Extrait du document —
>>>>

# Synchronisation des contacts Mac /Icloud



## patugo22 (27 Décembre 2019)

Bonjour,
Depuis quelques temps, mes contacts saisis sur mon Imac (Mac OS High Sierra V 10.13.6) ne se synchronisent plus avec Icloud et donc avec les autres appareils (Iphone et Ipad) qui eux, dialoguent normalement entre eux et le cloud.
Ce qui curieux, c'est que les autres applications (photos, calendrier, notes, rappels) se synchronisent normalement sur le Mac.
Je précise que "contacts" est bien coché dans les réglages Icloud et que mon espace est loin d'être saturé. 
Je ne comprends pas sauf que j'ai l'impression que cela date de la dernière mise à jour de High Sierra...
Quelqu'un a-t-il rencontré le même problème ?... ou une solution ?...


----------



## Lautréamont (20 Juin 2020)

patugo22 a dit:


> Bonjour,
> Depuis quelques temps, mes contacts saisis sur mon Imac (Mac OS High Sierra V 10.13.6) ne se synchronisent plus avec Icloud et donc avec les autres appareils (Iphone et Ipad) qui eux, dialoguent normalement entre eux et le cloud.
> Ce qui curieux, c'est que les autres applications (photos, calendrier, notes, rappels) se synchronisent normalement sur le Mac.
> Je précise que "contacts" est bien coché dans les réglages Icloud et que mon espace est loin d'être saturé.
> ...



Salut, 
J'ai a peu près le même souci. Je vais éviter de créer un post pour l'instant. 
Mais sur mon mac, sur contact, j'ai un groupe gmail, et je ne peux le synchroniser avec iCloud. Une solution ??

Merci


----------



## Membre supprimé 1129907 (20 Juin 2020)

Tes contacts sont-ils dans le contact iCloud ou Google ?


----------

<<<<

Enregistrements du jeu de données

>>>>

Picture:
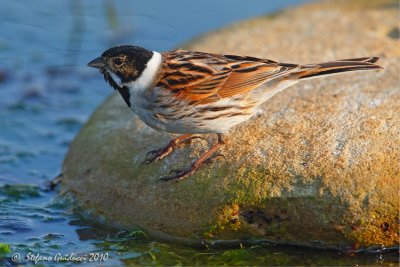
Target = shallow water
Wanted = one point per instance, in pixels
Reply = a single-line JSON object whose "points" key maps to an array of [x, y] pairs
{"points": [[47, 93]]}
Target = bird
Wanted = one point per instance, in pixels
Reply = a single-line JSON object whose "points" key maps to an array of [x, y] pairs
{"points": [[193, 93]]}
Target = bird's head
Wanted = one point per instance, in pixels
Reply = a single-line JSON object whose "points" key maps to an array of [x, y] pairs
{"points": [[122, 65]]}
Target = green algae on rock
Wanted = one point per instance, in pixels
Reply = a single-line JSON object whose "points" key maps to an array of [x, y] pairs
{"points": [[319, 164]]}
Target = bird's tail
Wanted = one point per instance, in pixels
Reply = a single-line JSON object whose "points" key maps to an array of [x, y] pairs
{"points": [[333, 67]]}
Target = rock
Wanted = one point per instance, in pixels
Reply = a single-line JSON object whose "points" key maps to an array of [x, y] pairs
{"points": [[320, 164]]}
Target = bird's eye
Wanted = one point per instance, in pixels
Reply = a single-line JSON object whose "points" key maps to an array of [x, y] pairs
{"points": [[118, 62]]}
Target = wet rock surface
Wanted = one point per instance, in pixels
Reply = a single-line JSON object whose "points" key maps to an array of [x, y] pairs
{"points": [[319, 165]]}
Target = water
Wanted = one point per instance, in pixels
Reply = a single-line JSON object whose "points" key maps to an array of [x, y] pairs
{"points": [[47, 93]]}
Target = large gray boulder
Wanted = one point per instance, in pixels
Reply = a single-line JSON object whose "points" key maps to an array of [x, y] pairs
{"points": [[321, 163]]}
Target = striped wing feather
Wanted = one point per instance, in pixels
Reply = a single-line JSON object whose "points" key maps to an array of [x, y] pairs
{"points": [[203, 77]]}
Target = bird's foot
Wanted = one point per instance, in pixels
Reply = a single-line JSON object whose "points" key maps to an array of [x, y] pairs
{"points": [[159, 154], [203, 160]]}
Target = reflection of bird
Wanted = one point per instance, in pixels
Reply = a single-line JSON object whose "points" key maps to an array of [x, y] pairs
{"points": [[196, 93]]}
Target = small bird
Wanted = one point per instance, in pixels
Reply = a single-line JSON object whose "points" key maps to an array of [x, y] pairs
{"points": [[190, 92]]}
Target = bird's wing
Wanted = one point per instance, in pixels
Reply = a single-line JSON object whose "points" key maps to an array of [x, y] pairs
{"points": [[203, 77]]}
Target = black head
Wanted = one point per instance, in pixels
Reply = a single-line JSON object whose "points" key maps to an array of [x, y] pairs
{"points": [[127, 62], [122, 64]]}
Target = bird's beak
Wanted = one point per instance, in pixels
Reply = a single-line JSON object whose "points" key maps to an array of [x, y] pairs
{"points": [[97, 63]]}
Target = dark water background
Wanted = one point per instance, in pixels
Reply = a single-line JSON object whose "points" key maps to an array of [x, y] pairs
{"points": [[47, 93]]}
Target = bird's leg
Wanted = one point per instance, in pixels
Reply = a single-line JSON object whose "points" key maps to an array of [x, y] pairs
{"points": [[161, 153], [180, 175]]}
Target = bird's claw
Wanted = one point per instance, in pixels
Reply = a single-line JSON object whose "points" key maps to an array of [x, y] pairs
{"points": [[158, 154], [178, 175]]}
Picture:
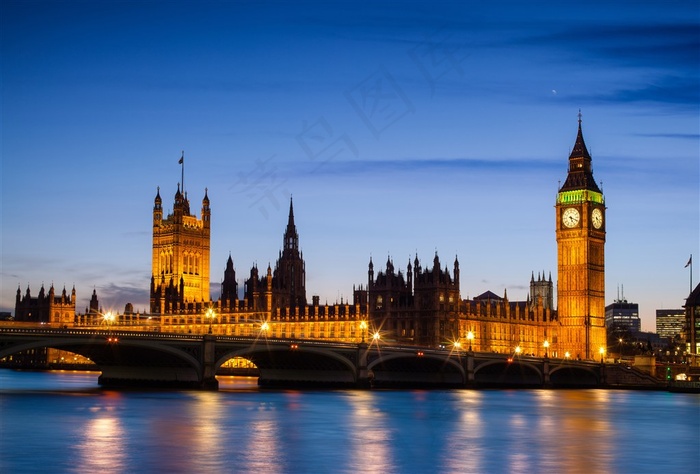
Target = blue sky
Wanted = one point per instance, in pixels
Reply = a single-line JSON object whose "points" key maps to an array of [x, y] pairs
{"points": [[398, 127]]}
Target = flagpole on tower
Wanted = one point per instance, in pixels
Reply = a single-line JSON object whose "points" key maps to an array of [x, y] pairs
{"points": [[182, 180]]}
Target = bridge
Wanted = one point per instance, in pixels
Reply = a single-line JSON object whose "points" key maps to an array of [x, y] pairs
{"points": [[186, 360]]}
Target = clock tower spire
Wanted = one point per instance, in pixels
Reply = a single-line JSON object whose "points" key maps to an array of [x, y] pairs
{"points": [[580, 234]]}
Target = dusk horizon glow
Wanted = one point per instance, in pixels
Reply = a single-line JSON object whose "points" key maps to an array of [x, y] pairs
{"points": [[399, 130]]}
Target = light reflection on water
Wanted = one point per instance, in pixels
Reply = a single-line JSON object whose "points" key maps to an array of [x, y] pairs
{"points": [[61, 422]]}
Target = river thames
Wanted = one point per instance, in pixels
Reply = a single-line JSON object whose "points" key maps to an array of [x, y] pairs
{"points": [[62, 422]]}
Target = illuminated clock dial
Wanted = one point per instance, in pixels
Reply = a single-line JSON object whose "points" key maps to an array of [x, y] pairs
{"points": [[571, 217], [597, 218]]}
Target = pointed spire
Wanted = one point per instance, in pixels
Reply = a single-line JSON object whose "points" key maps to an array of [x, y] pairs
{"points": [[579, 150], [580, 174], [291, 212]]}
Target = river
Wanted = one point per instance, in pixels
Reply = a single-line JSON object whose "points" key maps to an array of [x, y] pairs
{"points": [[62, 422]]}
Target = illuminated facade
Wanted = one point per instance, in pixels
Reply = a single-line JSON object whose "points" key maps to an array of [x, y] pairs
{"points": [[425, 308], [180, 261], [422, 306], [670, 323], [46, 308], [692, 324], [580, 235]]}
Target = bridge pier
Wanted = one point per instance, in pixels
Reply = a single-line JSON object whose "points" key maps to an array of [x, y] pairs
{"points": [[545, 372], [208, 377], [364, 376], [469, 369]]}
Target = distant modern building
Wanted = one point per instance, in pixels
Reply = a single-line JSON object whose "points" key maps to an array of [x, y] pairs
{"points": [[692, 322], [623, 315], [670, 323]]}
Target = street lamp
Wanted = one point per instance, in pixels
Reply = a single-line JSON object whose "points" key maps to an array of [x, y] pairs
{"points": [[620, 351], [109, 318], [363, 328], [211, 315]]}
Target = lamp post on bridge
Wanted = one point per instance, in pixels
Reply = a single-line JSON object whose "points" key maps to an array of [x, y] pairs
{"points": [[210, 315], [363, 328]]}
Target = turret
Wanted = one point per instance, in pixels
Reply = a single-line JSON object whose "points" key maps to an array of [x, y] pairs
{"points": [[456, 272], [206, 211], [157, 209]]}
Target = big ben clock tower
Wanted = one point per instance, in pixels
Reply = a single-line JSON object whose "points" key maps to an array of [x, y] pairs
{"points": [[580, 216]]}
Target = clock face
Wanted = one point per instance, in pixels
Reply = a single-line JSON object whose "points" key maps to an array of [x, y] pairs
{"points": [[571, 217], [597, 218]]}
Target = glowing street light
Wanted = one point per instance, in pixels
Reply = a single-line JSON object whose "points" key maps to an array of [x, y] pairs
{"points": [[109, 318], [363, 328], [210, 315], [620, 340]]}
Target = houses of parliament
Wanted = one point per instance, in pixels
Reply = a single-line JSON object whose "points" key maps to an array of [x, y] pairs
{"points": [[421, 305]]}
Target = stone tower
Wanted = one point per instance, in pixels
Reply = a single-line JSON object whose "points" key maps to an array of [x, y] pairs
{"points": [[580, 234], [289, 276]]}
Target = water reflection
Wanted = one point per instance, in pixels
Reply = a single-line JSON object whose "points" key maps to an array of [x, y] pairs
{"points": [[53, 425], [370, 439], [101, 447]]}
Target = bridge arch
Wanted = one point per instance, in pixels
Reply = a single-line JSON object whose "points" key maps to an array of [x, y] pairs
{"points": [[503, 372], [573, 376], [300, 364], [145, 356], [411, 368]]}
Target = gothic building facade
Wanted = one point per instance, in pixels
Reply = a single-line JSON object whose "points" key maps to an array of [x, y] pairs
{"points": [[419, 305], [46, 308], [180, 257], [580, 234]]}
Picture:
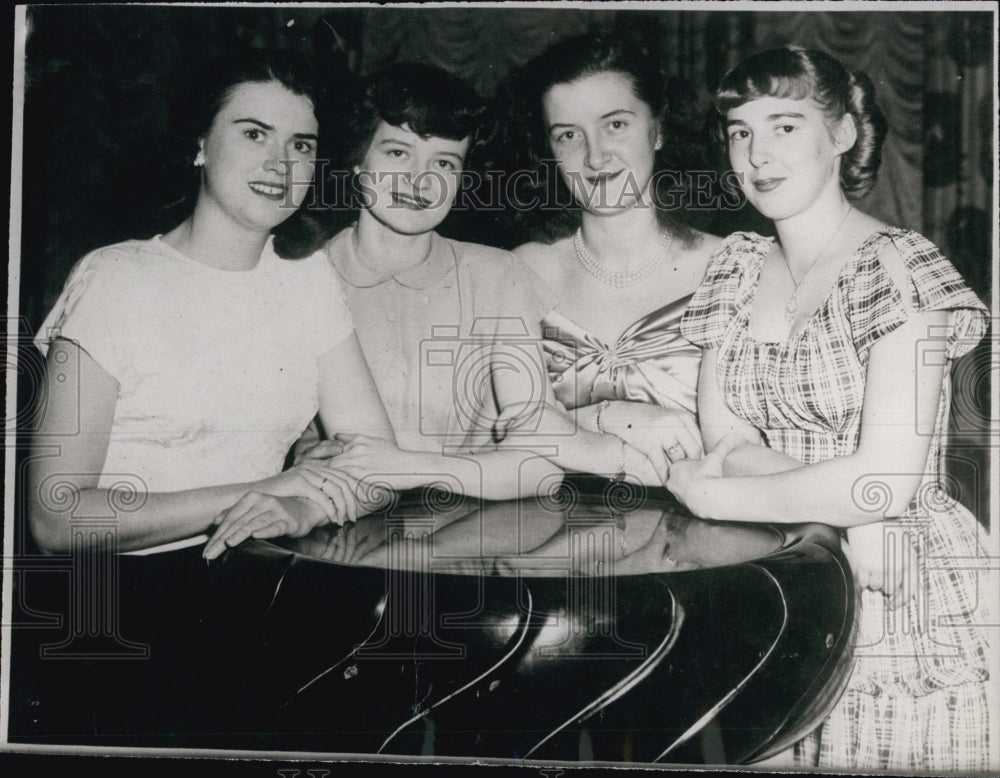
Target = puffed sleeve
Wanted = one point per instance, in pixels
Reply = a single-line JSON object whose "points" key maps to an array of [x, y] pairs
{"points": [[92, 309], [876, 305], [713, 305]]}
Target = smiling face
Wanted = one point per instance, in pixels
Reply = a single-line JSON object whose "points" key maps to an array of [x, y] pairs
{"points": [[408, 182], [787, 153], [604, 138], [259, 155]]}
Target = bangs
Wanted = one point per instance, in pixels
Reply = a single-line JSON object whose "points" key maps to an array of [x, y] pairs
{"points": [[429, 119], [736, 91]]}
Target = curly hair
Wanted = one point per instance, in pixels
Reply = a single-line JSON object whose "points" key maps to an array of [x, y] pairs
{"points": [[802, 73], [429, 100], [521, 140]]}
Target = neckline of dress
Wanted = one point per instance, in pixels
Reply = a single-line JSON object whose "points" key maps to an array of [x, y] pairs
{"points": [[856, 256], [630, 328]]}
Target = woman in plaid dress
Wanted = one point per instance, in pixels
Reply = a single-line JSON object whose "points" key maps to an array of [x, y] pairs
{"points": [[823, 395]]}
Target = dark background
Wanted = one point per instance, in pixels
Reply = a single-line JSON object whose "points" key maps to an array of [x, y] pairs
{"points": [[96, 167]]}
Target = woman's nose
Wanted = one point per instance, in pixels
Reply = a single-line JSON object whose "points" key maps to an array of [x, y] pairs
{"points": [[275, 161], [597, 153], [758, 152]]}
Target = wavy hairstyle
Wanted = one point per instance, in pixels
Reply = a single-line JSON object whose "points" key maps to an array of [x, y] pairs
{"points": [[807, 73], [429, 100], [521, 144]]}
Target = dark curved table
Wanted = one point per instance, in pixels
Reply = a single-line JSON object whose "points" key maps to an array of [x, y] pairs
{"points": [[599, 623]]}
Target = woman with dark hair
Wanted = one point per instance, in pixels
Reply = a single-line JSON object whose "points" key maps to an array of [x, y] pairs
{"points": [[450, 329], [181, 368], [823, 396], [604, 142]]}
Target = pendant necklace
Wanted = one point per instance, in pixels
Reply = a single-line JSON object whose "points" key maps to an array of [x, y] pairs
{"points": [[621, 280], [792, 306]]}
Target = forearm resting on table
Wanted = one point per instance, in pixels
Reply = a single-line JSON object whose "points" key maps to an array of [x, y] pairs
{"points": [[754, 459], [140, 521], [494, 475], [831, 492]]}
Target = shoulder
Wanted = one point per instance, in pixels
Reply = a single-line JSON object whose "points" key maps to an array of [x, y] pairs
{"points": [[548, 260], [918, 268], [485, 263], [700, 249], [732, 254], [118, 264], [127, 254]]}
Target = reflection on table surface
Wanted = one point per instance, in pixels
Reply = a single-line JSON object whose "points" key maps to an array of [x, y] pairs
{"points": [[587, 526], [599, 622]]}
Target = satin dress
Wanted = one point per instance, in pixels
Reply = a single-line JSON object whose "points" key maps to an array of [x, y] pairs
{"points": [[650, 362]]}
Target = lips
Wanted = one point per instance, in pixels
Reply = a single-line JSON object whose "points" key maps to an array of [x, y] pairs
{"points": [[270, 191], [412, 202], [601, 178], [767, 184]]}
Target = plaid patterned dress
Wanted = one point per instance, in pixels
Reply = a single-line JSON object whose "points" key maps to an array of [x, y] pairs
{"points": [[917, 696]]}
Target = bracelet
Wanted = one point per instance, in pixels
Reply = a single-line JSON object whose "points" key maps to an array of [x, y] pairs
{"points": [[600, 409]]}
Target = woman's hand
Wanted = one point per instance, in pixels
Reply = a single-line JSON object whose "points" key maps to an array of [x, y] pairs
{"points": [[336, 491], [892, 567], [662, 434], [263, 516], [690, 480], [382, 461]]}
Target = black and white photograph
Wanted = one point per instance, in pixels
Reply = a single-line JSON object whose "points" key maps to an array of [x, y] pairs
{"points": [[535, 387]]}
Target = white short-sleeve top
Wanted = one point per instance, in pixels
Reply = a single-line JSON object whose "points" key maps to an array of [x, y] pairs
{"points": [[217, 369]]}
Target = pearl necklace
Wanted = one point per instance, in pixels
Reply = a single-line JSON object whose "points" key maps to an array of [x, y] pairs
{"points": [[621, 280], [792, 306]]}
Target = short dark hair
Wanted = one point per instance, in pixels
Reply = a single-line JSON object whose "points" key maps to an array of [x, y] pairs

<<<<

Exercice proposé —
Répondez à ces questions d'après le fil de discussion sur la synchronisation des contacts :
(a) Quelle version du système patugo22 utilise-t-il sur son iMac ?
(b) Quelles applications se synchronisent normalement sur le Mac selon le premier message ?
(c) Quel groupe Lautréamont ne parvient-il pas à synchroniser avec iCloud ?
Ces données forment un matériau distinct du fil de discussion.

Réponse attendue —
(a) Mac OS High Sierra V 10.13.6.
(b) Photos, calendrier, notes et rappels.
(c) Un groupe gmail.